- [QUOTED PASSAGE]

Three of those employees passed polygraph exams. The fourth, who authorities deemed to be of lesser interest after an interview, offered to take a polygraph.

An employee on duty who had direct contact with three of the affected patients also passed a polygraph.

The FDA blacked out most of the job titles and all of the names of hospital employees and investigators on the copy of the investigation the agency released.

The suspected contaminated intravenous bags were forwarded to Sharon police as evidence along with “a used syringe and an empty vial of insulin” found in a soiled linens room next to the intensive care unit, the report states.

A custodial worker found those items July 19, 2004, and told police in an interview she discovered them after dumping trash into a bin. “The vial and syringe should not (have) been in the room,” one investigator wrote. That is the only reference to the items in the report.

The hospital’s intensive care unit is on the fourth floor, one floor below where the patients were staying.

A nurse who worked on the west wing of the fifth floor and provided care to the patients during the shift before the illnesses were discovered was interviewed at the Sharon police station for about 4è hours, starting at about 9:30 p.m. Sept. 16, 2004, and ending at about 2:05 a.m. the next day.

The nurse admitted it was possible someone could have tainted the saline flush vials with insulin and that she could have flushed the intravenous lines with insulin.

She said she “could have flushed the lines with insulin accidentally, but not four times.”

She explained that a “flush,” usually with saline solution, is done before and after medication is given. The nurse said she had given morphine to one of the affected patients during her shift.

- [WHAT YOU NEED TO DO] Carry on the report about the hospital insulin investigation from its last sentence. The rows that come next have no connection to the report on the hospital investigation.

- [MATERIAL SHOWN]
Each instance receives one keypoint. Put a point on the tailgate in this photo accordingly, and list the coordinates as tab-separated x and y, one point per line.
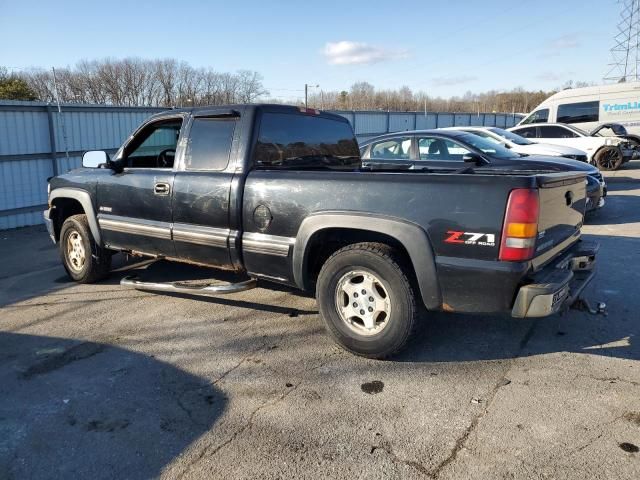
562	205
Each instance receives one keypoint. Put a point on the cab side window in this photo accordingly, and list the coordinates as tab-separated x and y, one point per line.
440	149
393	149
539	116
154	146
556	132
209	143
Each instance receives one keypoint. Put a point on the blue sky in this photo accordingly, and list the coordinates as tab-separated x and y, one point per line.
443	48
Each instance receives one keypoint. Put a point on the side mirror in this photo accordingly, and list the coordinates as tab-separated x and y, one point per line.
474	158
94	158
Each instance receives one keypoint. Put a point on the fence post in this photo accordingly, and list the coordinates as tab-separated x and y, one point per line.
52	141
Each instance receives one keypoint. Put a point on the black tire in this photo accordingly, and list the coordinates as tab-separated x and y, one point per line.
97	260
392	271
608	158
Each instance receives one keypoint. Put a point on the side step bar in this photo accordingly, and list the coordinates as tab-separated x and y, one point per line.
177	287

--

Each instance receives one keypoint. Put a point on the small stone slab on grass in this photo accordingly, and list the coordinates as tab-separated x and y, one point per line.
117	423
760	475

- [EXPECTED OUTPUT]
Mercer County District Attorney James P. Epstein said there was not enough evidence to “pin” the illnesses on any one person.

While the FDA has closed its portion of the investigation, Epstein has pledged to keep the case alive and said the FDA has told him it will reexamine the incidents if new leads open up. He urges anyone with information on the incidents to contact Sharon police.

“I think I’ve made it about as clear as I can that from our perspective a case like this is never closed,” Epstein said.

In an attempt to develop additional leads and examine hospital security measures, 153 hospital employees completed an eight-page questionnaire about the illnesses on Aug. 11, 2004, according to the report.

The workers were selected to fill out the survey based on their access to the west wing of the hospital’s fifth floor.

The questionnaire asked the employees point blank if they knew who injected the insulin into the intravenous drip bags or access ports. It also sought suggestions on how to conduct the investigation and offered questions to illicit information on how to improve the hospital’s control over its medication.

The survey included such questions as: “Is there anything about you and the handling of IV drip bags and/or access ports that we should know about?” and “While filling out this form what were your emotions?”

During the review, investigators uncovered several deficiencies in the hospital’s internal control over the delivery of medication, including a lack of security over the access code for each medication cart, the report states.

Investigators recommended ways of remedying the deficiencies and the hospital adopted many of them, the report shows.

Sharon Regional had no comment on the FDA report.

A lawsuit on behalf of each of the four patients that alleges medical malpractice has been filed against the hospital. Families for three of the patients claim the administration of insulin was a substantial factor in the deaths of their loved ones.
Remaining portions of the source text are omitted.